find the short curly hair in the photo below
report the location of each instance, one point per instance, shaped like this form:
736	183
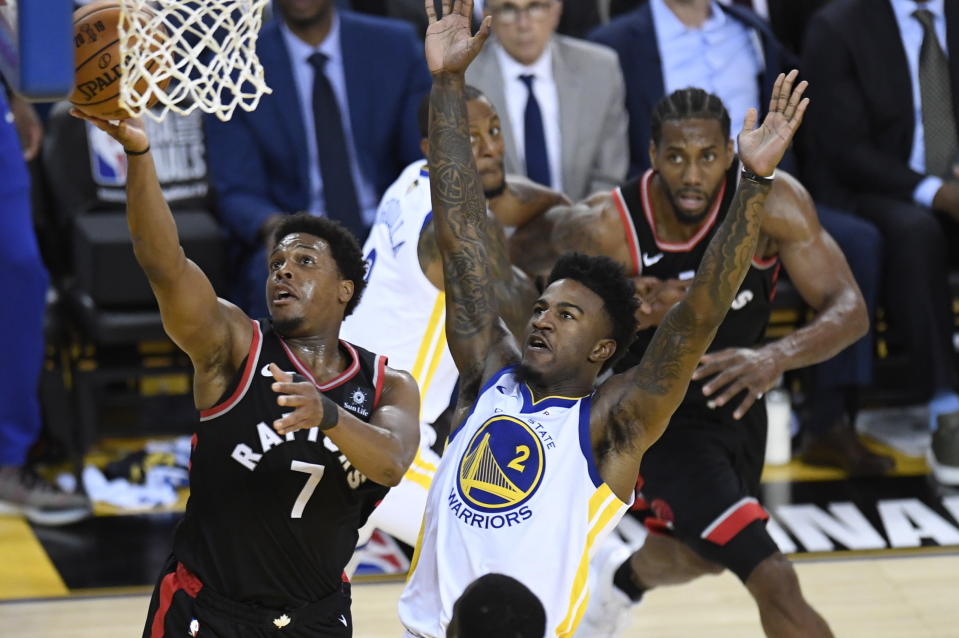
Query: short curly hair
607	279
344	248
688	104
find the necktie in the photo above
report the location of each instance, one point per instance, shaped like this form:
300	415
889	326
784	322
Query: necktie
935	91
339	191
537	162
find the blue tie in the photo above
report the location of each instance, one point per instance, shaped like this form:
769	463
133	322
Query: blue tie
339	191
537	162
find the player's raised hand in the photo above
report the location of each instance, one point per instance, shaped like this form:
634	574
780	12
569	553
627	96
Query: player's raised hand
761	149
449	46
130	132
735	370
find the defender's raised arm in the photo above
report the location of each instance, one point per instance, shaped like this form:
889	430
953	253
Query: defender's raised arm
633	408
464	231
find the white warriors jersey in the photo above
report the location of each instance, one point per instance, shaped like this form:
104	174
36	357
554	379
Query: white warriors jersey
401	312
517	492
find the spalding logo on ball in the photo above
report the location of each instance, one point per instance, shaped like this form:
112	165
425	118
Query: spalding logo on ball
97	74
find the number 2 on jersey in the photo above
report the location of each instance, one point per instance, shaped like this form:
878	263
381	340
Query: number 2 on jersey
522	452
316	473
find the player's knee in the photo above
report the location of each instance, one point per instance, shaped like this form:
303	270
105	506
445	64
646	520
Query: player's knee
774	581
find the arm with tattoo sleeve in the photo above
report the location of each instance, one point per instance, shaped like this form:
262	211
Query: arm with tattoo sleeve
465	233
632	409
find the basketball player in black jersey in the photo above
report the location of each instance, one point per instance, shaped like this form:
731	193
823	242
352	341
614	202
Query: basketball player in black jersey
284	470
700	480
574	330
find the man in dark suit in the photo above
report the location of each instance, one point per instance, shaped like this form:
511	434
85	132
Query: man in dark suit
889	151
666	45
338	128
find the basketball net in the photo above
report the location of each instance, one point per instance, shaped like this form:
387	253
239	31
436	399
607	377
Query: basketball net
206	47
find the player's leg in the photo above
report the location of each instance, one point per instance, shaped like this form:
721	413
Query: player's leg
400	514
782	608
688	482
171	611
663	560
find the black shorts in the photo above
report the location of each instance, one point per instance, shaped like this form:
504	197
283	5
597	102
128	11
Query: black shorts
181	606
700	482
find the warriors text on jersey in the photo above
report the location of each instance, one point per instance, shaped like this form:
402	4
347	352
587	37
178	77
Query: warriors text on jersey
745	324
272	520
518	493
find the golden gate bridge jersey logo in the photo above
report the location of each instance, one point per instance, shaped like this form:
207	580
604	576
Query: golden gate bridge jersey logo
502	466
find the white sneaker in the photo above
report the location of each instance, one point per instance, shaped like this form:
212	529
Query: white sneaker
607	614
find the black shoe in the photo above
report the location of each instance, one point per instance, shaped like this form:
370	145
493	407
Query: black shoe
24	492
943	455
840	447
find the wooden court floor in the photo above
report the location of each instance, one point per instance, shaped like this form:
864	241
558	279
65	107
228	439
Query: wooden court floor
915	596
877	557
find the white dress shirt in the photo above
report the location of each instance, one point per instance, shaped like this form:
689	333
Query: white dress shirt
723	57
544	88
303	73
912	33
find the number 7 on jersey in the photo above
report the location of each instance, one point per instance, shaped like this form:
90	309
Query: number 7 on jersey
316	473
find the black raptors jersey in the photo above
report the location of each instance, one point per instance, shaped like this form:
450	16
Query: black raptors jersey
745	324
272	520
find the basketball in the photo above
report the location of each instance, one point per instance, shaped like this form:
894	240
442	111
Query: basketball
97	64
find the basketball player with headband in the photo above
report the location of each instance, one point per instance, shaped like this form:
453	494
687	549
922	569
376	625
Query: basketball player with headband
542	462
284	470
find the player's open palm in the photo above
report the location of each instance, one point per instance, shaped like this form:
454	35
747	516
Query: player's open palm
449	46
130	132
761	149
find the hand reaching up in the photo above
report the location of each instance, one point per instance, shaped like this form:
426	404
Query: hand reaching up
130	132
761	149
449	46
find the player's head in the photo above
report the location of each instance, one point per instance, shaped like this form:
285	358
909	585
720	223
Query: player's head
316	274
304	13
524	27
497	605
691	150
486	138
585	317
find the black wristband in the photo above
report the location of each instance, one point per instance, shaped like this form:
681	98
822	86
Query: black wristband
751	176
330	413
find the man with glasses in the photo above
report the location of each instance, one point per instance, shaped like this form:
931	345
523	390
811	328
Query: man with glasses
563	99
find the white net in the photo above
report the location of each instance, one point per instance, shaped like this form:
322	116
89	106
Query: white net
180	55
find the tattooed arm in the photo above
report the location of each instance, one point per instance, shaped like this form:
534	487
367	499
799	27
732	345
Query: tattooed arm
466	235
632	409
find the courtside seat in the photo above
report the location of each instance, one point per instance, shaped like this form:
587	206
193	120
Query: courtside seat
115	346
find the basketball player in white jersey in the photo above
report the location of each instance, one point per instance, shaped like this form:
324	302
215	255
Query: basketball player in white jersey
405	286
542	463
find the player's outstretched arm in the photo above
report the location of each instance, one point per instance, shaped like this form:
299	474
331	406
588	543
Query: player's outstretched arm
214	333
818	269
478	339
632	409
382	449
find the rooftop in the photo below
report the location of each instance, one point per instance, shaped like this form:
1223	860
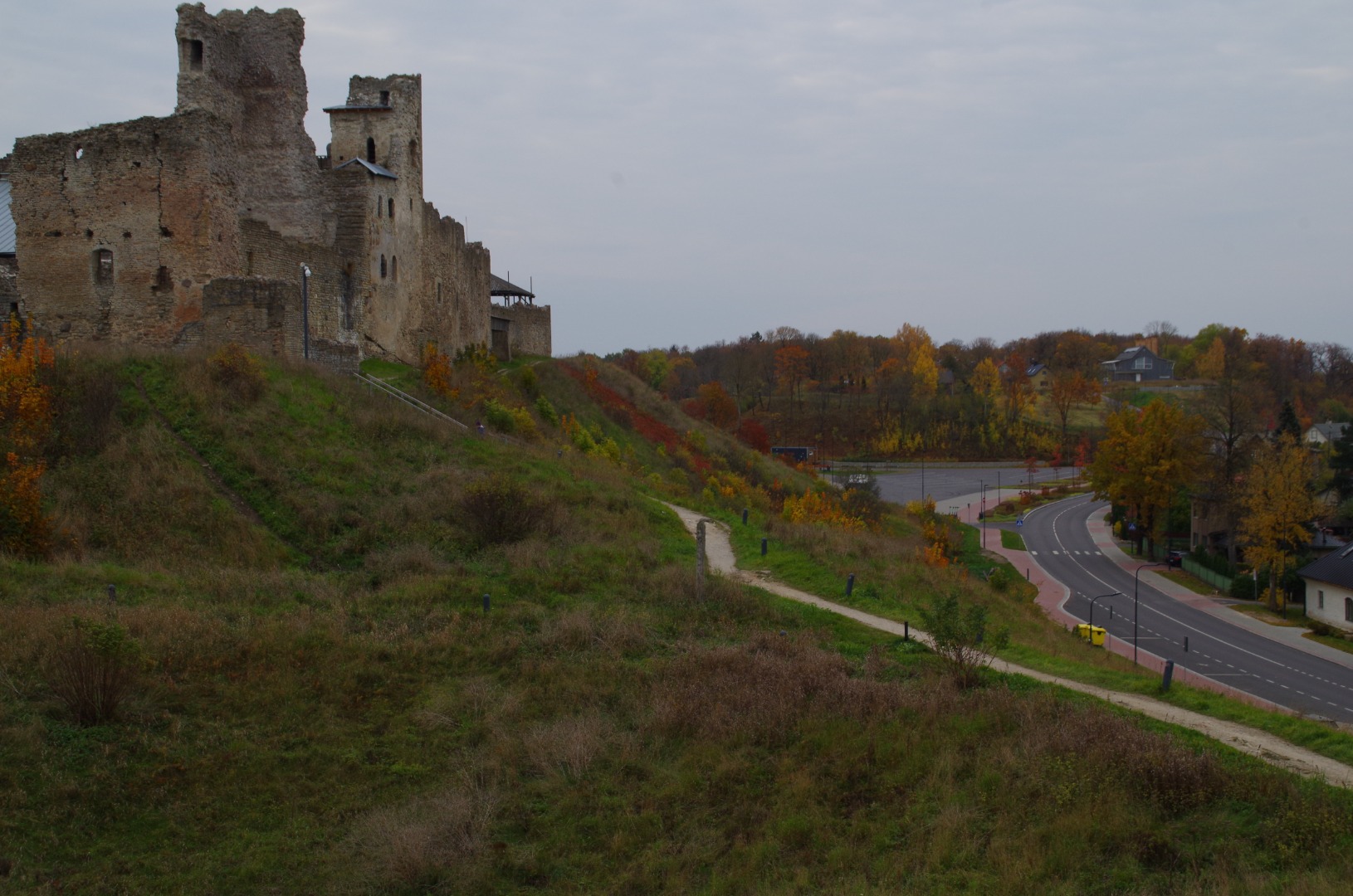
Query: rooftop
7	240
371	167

::::::::::

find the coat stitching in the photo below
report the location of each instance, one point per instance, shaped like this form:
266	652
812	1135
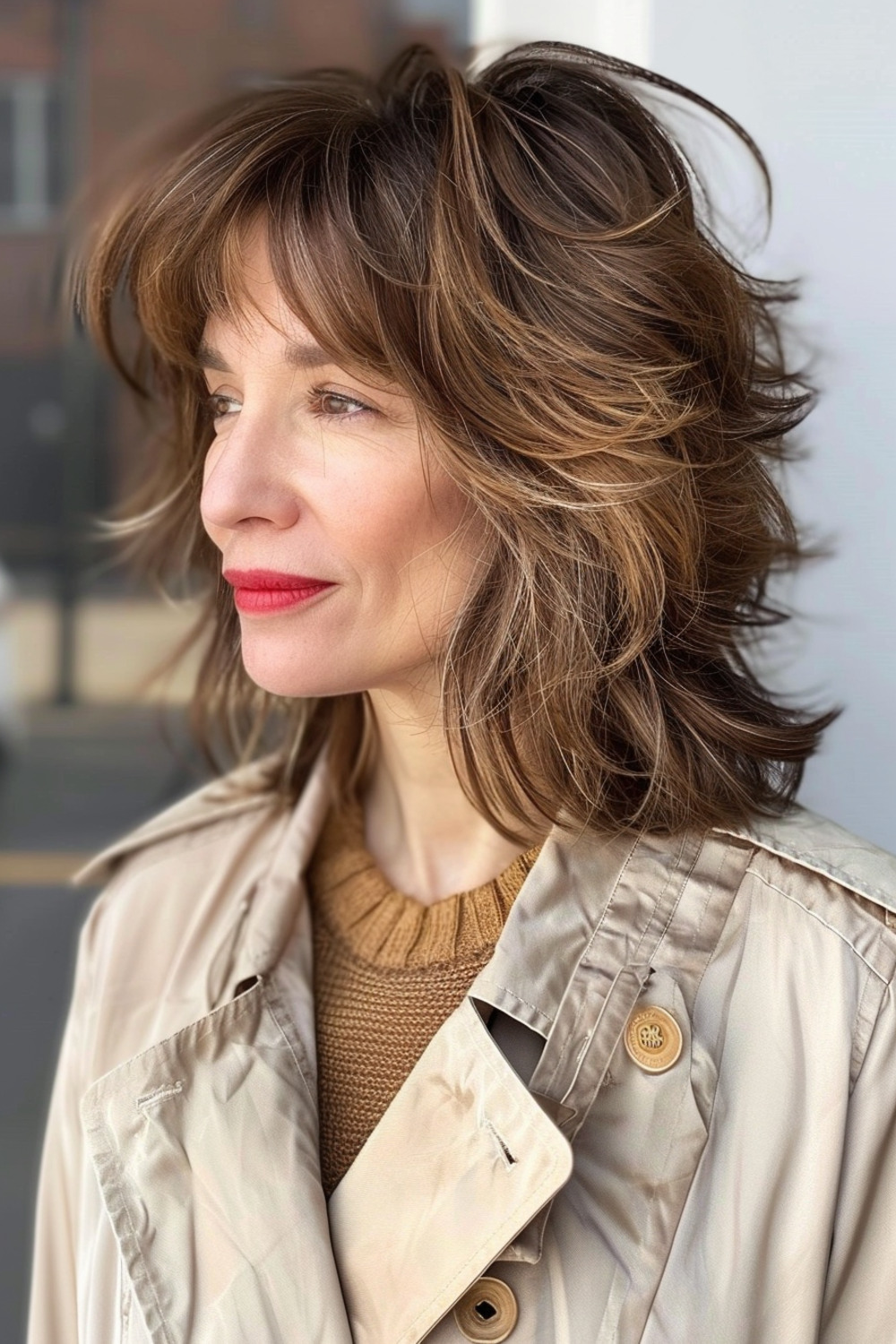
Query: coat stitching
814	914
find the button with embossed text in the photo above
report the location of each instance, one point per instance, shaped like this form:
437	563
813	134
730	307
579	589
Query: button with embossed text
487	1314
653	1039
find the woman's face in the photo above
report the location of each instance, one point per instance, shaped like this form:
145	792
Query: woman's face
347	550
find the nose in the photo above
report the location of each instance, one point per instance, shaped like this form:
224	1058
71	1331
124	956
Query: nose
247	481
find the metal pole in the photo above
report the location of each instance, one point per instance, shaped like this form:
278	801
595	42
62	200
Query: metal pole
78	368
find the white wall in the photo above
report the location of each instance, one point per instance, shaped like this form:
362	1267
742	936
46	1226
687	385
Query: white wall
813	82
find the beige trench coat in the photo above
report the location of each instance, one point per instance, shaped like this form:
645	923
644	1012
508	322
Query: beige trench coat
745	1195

::::::::::

▸ **Exercise aim**:
Which lines in the entries above contain the word "trench"? Pick out each of those lines and copy it in full, matching case exactly.

▸ **Exercise answer**:
find the beige trench coat in the photo above
Query: beige trench coat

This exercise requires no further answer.